Edit the rows below by changing "limestone" to "granite" and keeping everything else the same, and leave the pictures out of your answer.

++++++

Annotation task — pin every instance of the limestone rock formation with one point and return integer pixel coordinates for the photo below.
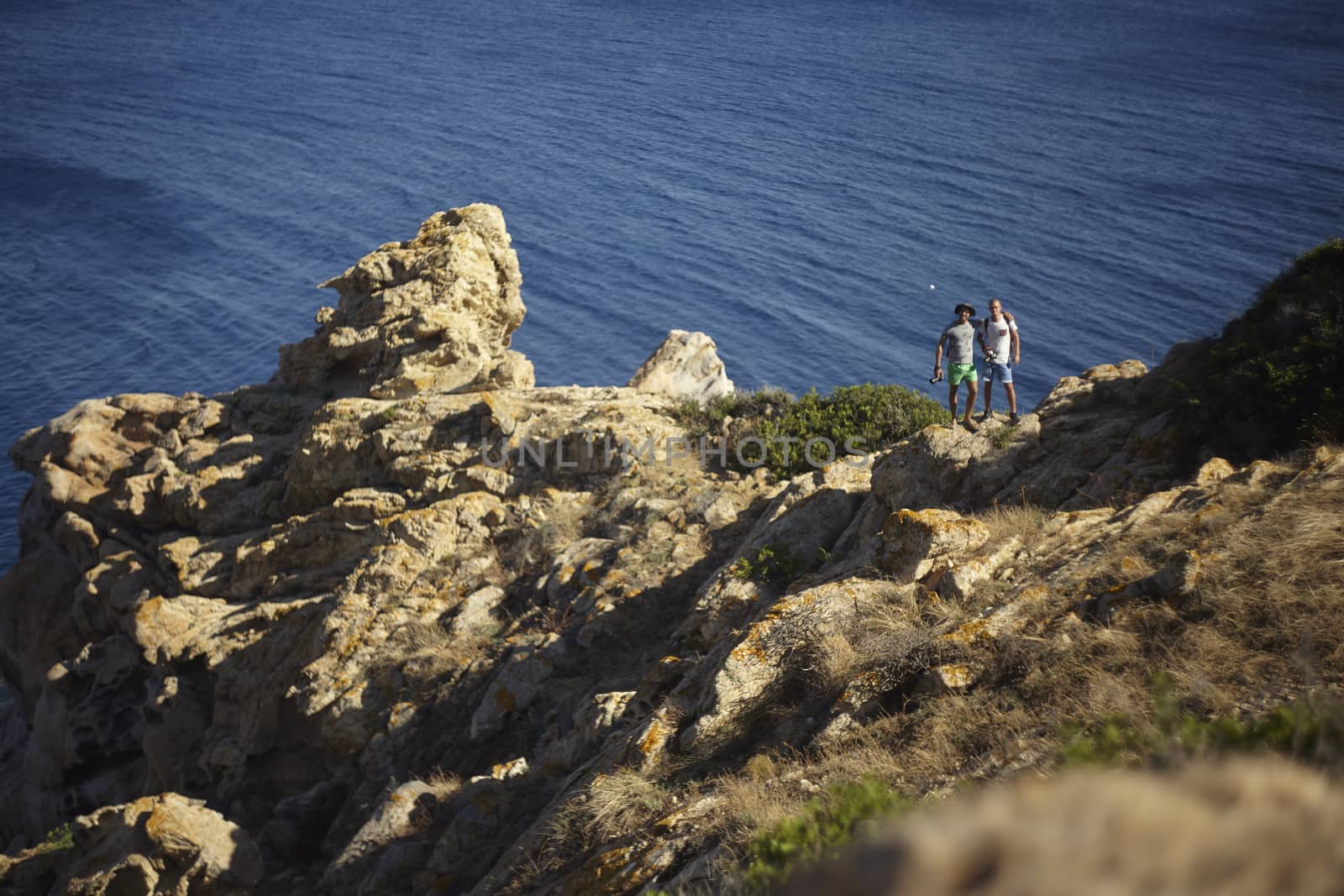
(407, 624)
(165, 844)
(433, 313)
(685, 365)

++++++

• **Correct output**:
Annotation task — pin every instance of the granite rock formation with one point and return integer pixel coordinates for the photo below.
(407, 624)
(165, 844)
(433, 313)
(685, 365)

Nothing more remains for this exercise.